--- Input material ---

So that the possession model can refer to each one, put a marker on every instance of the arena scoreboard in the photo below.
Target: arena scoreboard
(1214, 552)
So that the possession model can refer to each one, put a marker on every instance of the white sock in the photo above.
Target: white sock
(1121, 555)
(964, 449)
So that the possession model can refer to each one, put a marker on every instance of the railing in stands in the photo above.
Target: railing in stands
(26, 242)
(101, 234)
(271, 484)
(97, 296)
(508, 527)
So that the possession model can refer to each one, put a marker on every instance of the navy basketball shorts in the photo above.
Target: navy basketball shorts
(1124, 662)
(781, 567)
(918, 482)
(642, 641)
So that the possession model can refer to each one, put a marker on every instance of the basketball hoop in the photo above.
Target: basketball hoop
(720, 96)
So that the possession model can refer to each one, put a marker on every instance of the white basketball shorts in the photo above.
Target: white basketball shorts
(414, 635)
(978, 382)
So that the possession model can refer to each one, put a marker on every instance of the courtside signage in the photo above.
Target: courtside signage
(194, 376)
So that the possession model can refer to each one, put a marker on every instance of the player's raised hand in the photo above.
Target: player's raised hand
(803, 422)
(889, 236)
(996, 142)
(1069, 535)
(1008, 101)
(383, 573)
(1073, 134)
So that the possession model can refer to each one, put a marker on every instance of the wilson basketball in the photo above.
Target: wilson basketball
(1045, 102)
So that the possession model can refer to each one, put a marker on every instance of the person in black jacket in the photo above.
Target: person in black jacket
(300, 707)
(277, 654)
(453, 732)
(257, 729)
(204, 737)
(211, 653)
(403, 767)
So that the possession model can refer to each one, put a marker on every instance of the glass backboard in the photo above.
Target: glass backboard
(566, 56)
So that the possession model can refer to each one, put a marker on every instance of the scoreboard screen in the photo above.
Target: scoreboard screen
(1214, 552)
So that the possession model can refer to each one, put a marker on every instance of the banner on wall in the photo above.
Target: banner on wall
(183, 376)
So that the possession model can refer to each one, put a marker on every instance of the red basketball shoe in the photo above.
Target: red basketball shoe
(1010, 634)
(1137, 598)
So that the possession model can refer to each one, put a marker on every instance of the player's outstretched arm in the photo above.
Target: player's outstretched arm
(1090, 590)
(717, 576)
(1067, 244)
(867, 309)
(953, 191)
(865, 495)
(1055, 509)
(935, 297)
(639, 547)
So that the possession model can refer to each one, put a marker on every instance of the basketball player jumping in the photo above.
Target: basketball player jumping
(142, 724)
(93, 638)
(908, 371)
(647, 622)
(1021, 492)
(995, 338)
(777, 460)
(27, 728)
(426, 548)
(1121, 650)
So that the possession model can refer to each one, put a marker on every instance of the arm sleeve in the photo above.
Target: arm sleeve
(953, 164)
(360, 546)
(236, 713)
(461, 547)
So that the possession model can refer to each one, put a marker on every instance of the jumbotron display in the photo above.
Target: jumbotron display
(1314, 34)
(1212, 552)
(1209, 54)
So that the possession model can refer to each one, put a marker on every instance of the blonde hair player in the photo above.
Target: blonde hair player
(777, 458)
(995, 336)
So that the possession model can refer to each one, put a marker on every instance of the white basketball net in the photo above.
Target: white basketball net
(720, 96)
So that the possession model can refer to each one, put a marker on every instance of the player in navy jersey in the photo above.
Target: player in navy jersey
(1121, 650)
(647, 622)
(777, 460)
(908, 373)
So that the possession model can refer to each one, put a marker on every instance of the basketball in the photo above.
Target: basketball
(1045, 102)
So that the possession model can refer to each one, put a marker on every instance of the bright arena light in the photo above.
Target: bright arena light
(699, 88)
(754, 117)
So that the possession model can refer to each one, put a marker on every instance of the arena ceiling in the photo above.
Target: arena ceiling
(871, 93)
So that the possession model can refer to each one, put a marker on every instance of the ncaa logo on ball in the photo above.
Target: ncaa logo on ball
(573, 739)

---

▶ _Objective_: Retype all of the lines above, character for character, with nothing changed or left out.

▶ _Reply_:
So that the possession model can refer to each one, put a marker on every instance of the arena scoreboard in the photo below.
Target: arena scoreboard
(1214, 552)
So that the possession model can refer to each one, put a marker on every instance of the white sock in the photo above.
Target: white sock
(1121, 555)
(964, 449)
So that the possession model can refer to each one, put a marker on every instance of the railing in stands in the photo above.
Target: railing in stands
(26, 242)
(101, 234)
(271, 484)
(97, 296)
(508, 527)
So that the possession model can refer to each one, put a marker on every instance of the navy basketball shorts in the photo above.
Target: navy basketball shorts
(1124, 662)
(781, 567)
(918, 482)
(642, 641)
So that the possession model can refer to each one, put a marker on every instance of the basketball hoop in the photo above.
Target: basketball hoop
(720, 96)
So that the possession model can refer to each one, put a marker on every instance of the white basketball shorts in the photo above.
Target: white basketball shorts
(414, 635)
(978, 382)
So that the possession model can refer to each one, put a marker on every instance of the courtside signage in the photo above.
Target: courtside signage
(194, 376)
So that the possession model can refer to each one, put a marker on every instance of the player's raised hand in the photo above.
Target: player's raised hand
(803, 422)
(889, 236)
(996, 142)
(1069, 535)
(1008, 101)
(383, 573)
(1073, 134)
So that the possession model can refer to each one, put a marker on every instance of the wilson basketball in the photo above.
Target: wilson basketball
(1045, 102)
So that the possession model can refer to each one, put a marker on every instance of the person in black jacket in the photo above.
Target: person in black jacket
(300, 707)
(277, 654)
(453, 732)
(257, 729)
(204, 737)
(211, 653)
(403, 767)
So that the possession model can refer to each one, put a marker on every instance of the glass backboard in the photo above.
Target: glass backboard
(566, 56)
So that the possession model can refer to each one, put a marker on every instance of the scoreboard screen in the photo above.
Target: scoreboard screen
(1214, 552)
So that the possession model can refer to each one, put a marker on every instance of the banner on wall in the photo above.
Target: banner on wall
(183, 376)
So that the possession model can refer to each one, put a marker on every instance of the red basketball shoe in the photo above.
Target: red basketball shoe
(1010, 634)
(1137, 598)
So that the possession model can refer to each one, put a marker on every instance of the player's outstretched arm in the photo above.
Target: player's outstretched arm
(1090, 590)
(717, 576)
(1067, 244)
(867, 309)
(953, 191)
(865, 495)
(1055, 509)
(935, 297)
(639, 547)
So that the possession model can refer to each one, put a marker on every instance of the basketball player jumping in the photo above.
Target: basketball player jumping
(142, 724)
(93, 638)
(908, 371)
(647, 622)
(1021, 492)
(995, 338)
(777, 460)
(27, 728)
(426, 548)
(1121, 650)
So that the possession model can refer to each one, put a marker on every instance of the arm sleeve in the photo above.
Target: arm sleeve
(953, 164)
(360, 546)
(236, 713)
(461, 547)
So that the possession model can refer to each one, put a marker on every instance of the jumbotron display in the photo above.
Target: jumbotron display
(1314, 34)
(1212, 552)
(1209, 54)
So that the possession model can refer to each one, put a marker on every instance of the blonde hair player in the photo above.
Target: blonde hair player
(777, 458)
(995, 336)
So that the possession model can refer to each one, put a marker on every instance of the white basketball net in the photo above.
Target: white basketball net
(720, 96)
So that the possession model can refer to each one, put a marker on every instance of the player in navy jersey in the photo above.
Target: player in navy jersey
(1121, 650)
(647, 622)
(777, 460)
(908, 373)
So that the possession model can refer to each one, put a marker on every instance of the basketball in the photo above.
Target: basketball
(1045, 102)
So that the possession model can refer to each one, put a marker on every instance of the bright arena light in the photo above.
Target: bright arena light
(699, 88)
(754, 117)
So that the possession model can refer to each one, put a marker on every instance of the arena ceiling in the photo above.
Target: arena ceiling
(871, 93)
So that the possession model can refer to each one, put a marker on every instance of the ncaa logo on ball in the photo above.
Target: ncaa logo on ball
(573, 739)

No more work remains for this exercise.